### Problem
Can you format the entries below as a two-column CSV with the header "prompt" and "answer," giving one row per entry and putting its text and its answer each in a single quoted field, with any line breaks replaced by spaces? Leave the pictures out.

Point placement entries:
══════════════════════════════

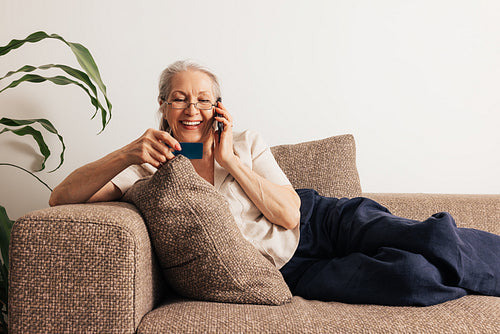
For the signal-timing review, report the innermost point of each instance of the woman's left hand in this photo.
(224, 153)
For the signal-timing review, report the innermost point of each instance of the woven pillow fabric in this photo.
(326, 165)
(201, 251)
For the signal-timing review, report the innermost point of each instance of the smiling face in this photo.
(190, 124)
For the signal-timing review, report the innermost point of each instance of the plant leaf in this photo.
(37, 135)
(45, 123)
(82, 54)
(76, 73)
(5, 228)
(58, 80)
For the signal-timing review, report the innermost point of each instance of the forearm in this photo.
(87, 180)
(279, 204)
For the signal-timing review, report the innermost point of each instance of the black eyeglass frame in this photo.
(189, 104)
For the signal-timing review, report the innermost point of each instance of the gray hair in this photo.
(165, 84)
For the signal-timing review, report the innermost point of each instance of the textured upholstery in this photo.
(470, 314)
(81, 268)
(201, 250)
(327, 165)
(89, 268)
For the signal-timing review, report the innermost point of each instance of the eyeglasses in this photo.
(181, 104)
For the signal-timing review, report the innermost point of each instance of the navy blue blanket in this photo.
(356, 251)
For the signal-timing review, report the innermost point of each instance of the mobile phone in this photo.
(219, 125)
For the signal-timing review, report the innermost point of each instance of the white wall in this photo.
(416, 82)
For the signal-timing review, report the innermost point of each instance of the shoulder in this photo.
(250, 139)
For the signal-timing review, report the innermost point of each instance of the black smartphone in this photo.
(219, 125)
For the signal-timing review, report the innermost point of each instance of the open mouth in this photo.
(190, 123)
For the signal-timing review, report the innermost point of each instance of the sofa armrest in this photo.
(474, 211)
(81, 268)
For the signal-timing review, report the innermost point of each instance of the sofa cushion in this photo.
(326, 165)
(470, 314)
(201, 251)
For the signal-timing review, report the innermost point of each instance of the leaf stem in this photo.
(27, 171)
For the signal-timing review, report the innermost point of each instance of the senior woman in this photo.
(347, 250)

══════════════════════════════

### Answer for this exercise
prompt,answer
"For the signal-timing review, report the innermost point of each instance of the woman's left hand in this photo.","(224, 153)"
"For the signal-timing review, report the innermost point of each instance of the woven pillow fabric in this photo.","(326, 165) (201, 251)"
"For the signal-timing review, report the innermost point of each instance of the smiling face in this photo.","(190, 124)"
"For the signal-timing review, report the innermost point of each instance of the plant leaf in this photo.","(37, 135) (45, 123) (82, 54) (76, 73) (5, 228) (58, 80)"
"For the signal-timing review, report the innermost point of each instance of the forearm in this photo.","(87, 180) (279, 204)"
"For the signal-timing review, report the innermost point of each instance of the black eyeglass frame in this photo.","(189, 104)"
"For the signal-timing review, report the innermost point of each instance of the gray hair in this photo.","(165, 84)"
"For the signal-timing review, report the innermost point of each instance of the textured upholstery in this photo.","(470, 314) (81, 268) (201, 250) (327, 165) (89, 268)"
"For the signal-timing review, report the innermost point of each instance of the eyeglasses in this photo.","(181, 104)"
"For the signal-timing review, report the innermost point of each instance of the navy blue blanket in this photo.","(356, 251)"
"For the signal-timing review, report the innermost point of each instance of the mobile phone in this photo.","(219, 125)"
"For the signal-timing review, report the innermost point of each instance of the white wall in this photo.","(416, 82)"
"For the signal-timing review, report the innermost point of each instance of the shoulder in this photo.","(250, 139)"
"For the signal-timing review, report the innermost point of each instance of the black smartphone in this photo.","(219, 125)"
"For the signal-timing review, report the innermost point of each instance of the open mouth in this photo.","(190, 123)"
"For the signal-timing review, report the innermost point of each instance of the sofa armrest in this photo.","(474, 211) (81, 268)"
"For the signal-timing review, report the innermost point of each instance of the sofa cushion in this photo.","(326, 165) (470, 314) (201, 251)"
"For the signal-timing review, report the innermost point of each instance of the leaf stem in this photo.","(27, 171)"
"For the signal-timing review, report the innermost point of each instance of the senior woman in this photo.","(347, 250)"